Reproduce every entry below precisely; do not include the pictures.
○ ○ ○ ○ ○
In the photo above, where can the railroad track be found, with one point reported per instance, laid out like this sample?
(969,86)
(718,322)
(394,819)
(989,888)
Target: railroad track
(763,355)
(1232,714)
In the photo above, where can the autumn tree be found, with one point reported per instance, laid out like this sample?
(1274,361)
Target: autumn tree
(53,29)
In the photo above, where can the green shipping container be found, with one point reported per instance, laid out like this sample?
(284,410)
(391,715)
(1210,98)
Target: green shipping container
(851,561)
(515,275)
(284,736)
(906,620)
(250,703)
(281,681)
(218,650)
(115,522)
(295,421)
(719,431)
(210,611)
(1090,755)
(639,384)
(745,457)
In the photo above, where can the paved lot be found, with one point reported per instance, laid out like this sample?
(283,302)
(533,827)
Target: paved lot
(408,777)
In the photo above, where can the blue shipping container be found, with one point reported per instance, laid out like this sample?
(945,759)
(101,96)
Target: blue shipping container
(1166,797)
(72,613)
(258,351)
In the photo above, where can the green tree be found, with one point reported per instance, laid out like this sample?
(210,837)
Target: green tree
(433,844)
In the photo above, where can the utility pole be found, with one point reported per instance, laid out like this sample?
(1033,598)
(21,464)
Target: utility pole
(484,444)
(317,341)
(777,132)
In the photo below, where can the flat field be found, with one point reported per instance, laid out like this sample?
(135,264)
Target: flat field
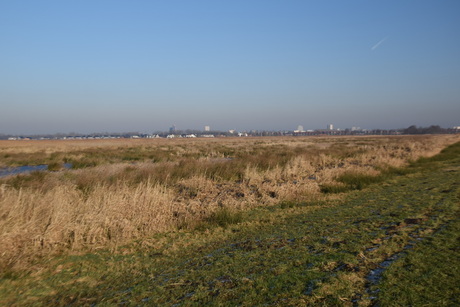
(232,221)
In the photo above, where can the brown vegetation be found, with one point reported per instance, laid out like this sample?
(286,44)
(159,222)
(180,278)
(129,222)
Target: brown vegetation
(127,189)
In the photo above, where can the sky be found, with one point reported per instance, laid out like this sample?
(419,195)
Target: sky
(118,66)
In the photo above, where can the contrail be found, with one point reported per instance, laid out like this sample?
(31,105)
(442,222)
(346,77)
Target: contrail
(378,44)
○ ○ ○ ○ ○
* SOLUTION FOR THIS TASK
In the photo above, where can the railroad track be found, with one point reported per instance, laid out like this sample?
(969,86)
(718,322)
(394,819)
(989,888)
Target: railroad track
(763,355)
(1232,714)
In the photo above, where can the autumn tree be found, with one point reported per instance, laid out like this sample?
(1274,361)
Target: autumn tree
(53,29)
In the photo above, where can the green shipping container be found, with one point reported per instance, laid out like this sample?
(284,410)
(391,715)
(1210,98)
Target: green shipping container
(851,561)
(515,275)
(284,736)
(906,620)
(250,703)
(281,681)
(218,650)
(115,522)
(295,421)
(719,431)
(210,611)
(1090,755)
(639,384)
(745,457)
In the photo above, where can the paved lot be found, with one point reported per instance, laid out like this sample?
(283,302)
(533,827)
Target: paved lot
(408,777)
In the photo above, where can the blue shipping container be found, with one point reported per instance, laid out like this sample?
(945,759)
(101,96)
Target: blue shipping container
(1166,797)
(72,613)
(258,351)
In the photo above, where can the green tree be found, with one point reported per instance, laid out like this sample?
(210,837)
Target: green tree
(433,844)
In the photo above, where can the utility pole be found, with one point reported per instance, laid out like this sample?
(1033,598)
(21,464)
Target: utility pole
(484,444)
(317,341)
(777,132)
In the photo below, where can the flat field be found, with one point reported per instance, laid out like this sample?
(135,264)
Target: flat field
(232,221)
In the photo above, where can the brown vegetation be found, with one point reported per instance, laid out like this sample?
(286,44)
(159,222)
(180,278)
(129,222)
Target: brown vegetation
(127,189)
In the photo above, where can the sky be found, with one point reported per instance, laid out like this sample?
(419,195)
Target: sky
(118,66)
In the photo above, where can the contrail be found, with one point reported per instance, laid out like this sample?
(31,105)
(442,222)
(346,77)
Target: contrail
(378,44)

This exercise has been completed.